* **WHAT YOU HAVE TO DO**: When you come to a picture, pass over it, and set down the entries below exactly.

[Dataset entries]

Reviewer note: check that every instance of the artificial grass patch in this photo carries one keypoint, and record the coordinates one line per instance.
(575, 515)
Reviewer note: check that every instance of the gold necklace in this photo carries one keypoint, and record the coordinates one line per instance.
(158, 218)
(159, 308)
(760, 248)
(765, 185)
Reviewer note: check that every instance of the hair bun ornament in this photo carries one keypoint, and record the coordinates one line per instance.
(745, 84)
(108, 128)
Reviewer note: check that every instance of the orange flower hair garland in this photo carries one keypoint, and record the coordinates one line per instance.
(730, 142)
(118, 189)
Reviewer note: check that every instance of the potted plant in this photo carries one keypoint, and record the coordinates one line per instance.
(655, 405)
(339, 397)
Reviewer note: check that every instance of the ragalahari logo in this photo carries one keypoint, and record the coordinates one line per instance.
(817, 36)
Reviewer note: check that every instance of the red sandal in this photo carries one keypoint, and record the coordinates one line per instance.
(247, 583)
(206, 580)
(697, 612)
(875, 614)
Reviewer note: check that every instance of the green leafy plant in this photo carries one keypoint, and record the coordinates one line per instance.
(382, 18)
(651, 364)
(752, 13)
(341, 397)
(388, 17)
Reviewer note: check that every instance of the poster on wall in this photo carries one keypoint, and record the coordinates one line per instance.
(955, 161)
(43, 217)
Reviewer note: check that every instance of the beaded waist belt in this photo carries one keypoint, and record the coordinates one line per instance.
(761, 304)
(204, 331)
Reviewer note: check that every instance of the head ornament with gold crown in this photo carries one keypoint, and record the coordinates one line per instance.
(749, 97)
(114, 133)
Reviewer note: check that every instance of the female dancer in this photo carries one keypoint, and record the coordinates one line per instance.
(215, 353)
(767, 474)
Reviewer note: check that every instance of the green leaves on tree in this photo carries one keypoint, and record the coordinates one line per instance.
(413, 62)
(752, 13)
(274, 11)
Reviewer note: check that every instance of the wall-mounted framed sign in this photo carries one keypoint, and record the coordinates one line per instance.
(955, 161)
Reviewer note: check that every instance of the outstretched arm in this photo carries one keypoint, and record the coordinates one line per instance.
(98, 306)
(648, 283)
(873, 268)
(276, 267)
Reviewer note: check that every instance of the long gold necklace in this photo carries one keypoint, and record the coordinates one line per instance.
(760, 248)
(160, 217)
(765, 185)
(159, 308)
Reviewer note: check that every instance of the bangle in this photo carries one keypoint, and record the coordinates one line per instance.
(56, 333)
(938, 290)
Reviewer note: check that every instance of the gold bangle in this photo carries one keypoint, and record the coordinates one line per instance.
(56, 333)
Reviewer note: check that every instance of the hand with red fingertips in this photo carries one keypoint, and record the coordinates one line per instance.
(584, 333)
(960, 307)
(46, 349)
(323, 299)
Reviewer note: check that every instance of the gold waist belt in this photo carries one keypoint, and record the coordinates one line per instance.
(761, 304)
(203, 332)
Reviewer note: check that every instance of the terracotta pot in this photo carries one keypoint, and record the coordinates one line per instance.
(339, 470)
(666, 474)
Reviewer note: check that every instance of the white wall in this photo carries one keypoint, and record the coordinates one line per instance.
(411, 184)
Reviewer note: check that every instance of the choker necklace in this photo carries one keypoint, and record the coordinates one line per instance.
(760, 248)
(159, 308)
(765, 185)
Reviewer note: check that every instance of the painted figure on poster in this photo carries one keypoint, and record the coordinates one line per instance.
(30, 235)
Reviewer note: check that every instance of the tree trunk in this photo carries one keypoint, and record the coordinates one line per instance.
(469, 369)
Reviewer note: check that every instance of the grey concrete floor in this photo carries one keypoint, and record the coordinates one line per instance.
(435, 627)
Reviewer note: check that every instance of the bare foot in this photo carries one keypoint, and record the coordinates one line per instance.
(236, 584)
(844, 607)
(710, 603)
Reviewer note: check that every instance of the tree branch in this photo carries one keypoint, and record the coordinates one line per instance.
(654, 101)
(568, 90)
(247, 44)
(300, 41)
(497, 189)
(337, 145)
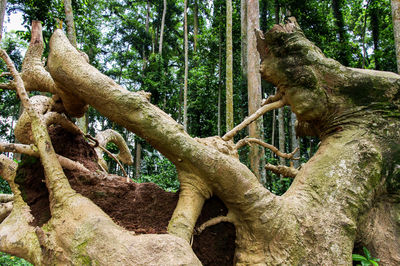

* **EXERCISE OUTPUT**:
Reviewer note: check that every instance of the artificial grass patch in this photo carries one keypoint, and record the coordinates one line per instance.
(575, 515)
Reviewer note: check that every instance of the gold necklace in this photo carries one keypoint, and record the coordinates one line per instance.
(158, 218)
(159, 308)
(760, 248)
(765, 185)
Reviewer note: check that every instance of the hair bun ornament in this photo carries one keypoint, and record the coordinates one line per instance.
(745, 84)
(108, 128)
Reviewer note: check that every instance of the orange flower hair garland in this photo carries one keypoint, and record the coordinates one line per instance.
(730, 142)
(118, 189)
Reviewer note: check that every instance of the potted plant in this photo carries one keypoint, and record the coordinates one line per instance.
(655, 405)
(339, 397)
Reviewer note: check that every instance of the ragalahari logo in this photo carries one keypoint, and record the coordinates one line per instance.
(817, 36)
Reviewer note: check that every instance of the red sandal in this photo carries one keypoint, and record the coordinates one line per instance.
(247, 583)
(206, 580)
(697, 612)
(875, 614)
Reviewer note: check that every instance of the green leafy plant in this photo carries one keypoint, and record the coordinates one line per instance.
(382, 18)
(651, 364)
(752, 13)
(341, 397)
(388, 17)
Reviewer note: check that every instance of the poster on wall in this photo carries one keypoint, and record the coordinates one line per instance.
(955, 161)
(43, 217)
Reviewer note: check that every instance of the beaded waist belt in this photo carries one keypoint, and record the coordinates one line per instance.
(761, 304)
(204, 331)
Reviewer note: check that every instance of the head ornament with gold crown in this photo carries one keypoint, and record the coordinates one line per instance.
(749, 97)
(114, 133)
Reviewer note: check that every instance of the female dancer in this photo carries one keypoint, and record the coordinates one line per instance.
(215, 353)
(767, 474)
Reviewer note: check that every instance of the green leaves on tree in this photo carries one keypoint, and record the coordinates one line per instance.
(413, 62)
(752, 13)
(274, 11)
Reviewer note: check that every instance of the wall-mounted framed sign in this photo carries one keypoint, and record the coordinates one line per instance.
(955, 161)
Reviewer note: check that every instance of the outstretched arm in this photo carries one keypoint, and record the coordinates one line per instance.
(98, 306)
(648, 283)
(873, 268)
(276, 267)
Reviewer note: check that every instance of the long gold necklace in this photo carries one keypoint, and record the coordinates one line per instance.
(760, 248)
(160, 217)
(765, 185)
(159, 308)
Reviewer note: check that every instance of the bangle in this photo carries one keypoint, and record the coordinates one line per instance.
(56, 333)
(938, 290)
Reviewer note: check that every instance of the gold bangle in this photo carries one keypoint, and record the coordinates one line per instance.
(56, 333)
Reviewer note: check that every instance of the hand with red fingertips in this photo carries one keypoint, and record the coordinates one line per instance.
(584, 333)
(960, 307)
(46, 349)
(323, 299)
Reviewer note: check that every instance of the gold waist belt in this photo carries one keypoint, and record the coordinates one line per instance.
(761, 304)
(203, 332)
Reviewer note: check that every instance of the terracotta pot in this photo carries one keypoint, and record the coordinates one line per instance.
(339, 470)
(666, 474)
Reviewer note: check that every instance of the white wall in this photo carries one keypoint, and record the coordinates one line per instance.
(411, 184)
Reviewer note: check that every instance of the choker necklace in this photo carries one keypoint, and record the coordinates one line per instance.
(760, 248)
(159, 308)
(765, 185)
Reviewer note: check that every instance of the painted figure on poster in this photo carries one keypoint, and record the coordinates one line per instance.
(30, 235)
Reviewer note: check that every instance of the tree trunk in this photo carries one keypoint, and record the coordinates one line per instance.
(469, 369)
Reviewer note: check that every instance of the grey concrete floor in this photo carries one keypoint, and record the coordinates one line per instance.
(435, 627)
Reviewer note: check that every instance of the bare foot in this photo carries one keypoint, and record the coordinates one line per instance.
(236, 584)
(844, 607)
(710, 603)
Reviewer note: check that every instance of the tree branch in this photo carries one keypoint, and record the coordinates one line per instance.
(654, 101)
(568, 90)
(247, 44)
(300, 41)
(497, 189)
(337, 145)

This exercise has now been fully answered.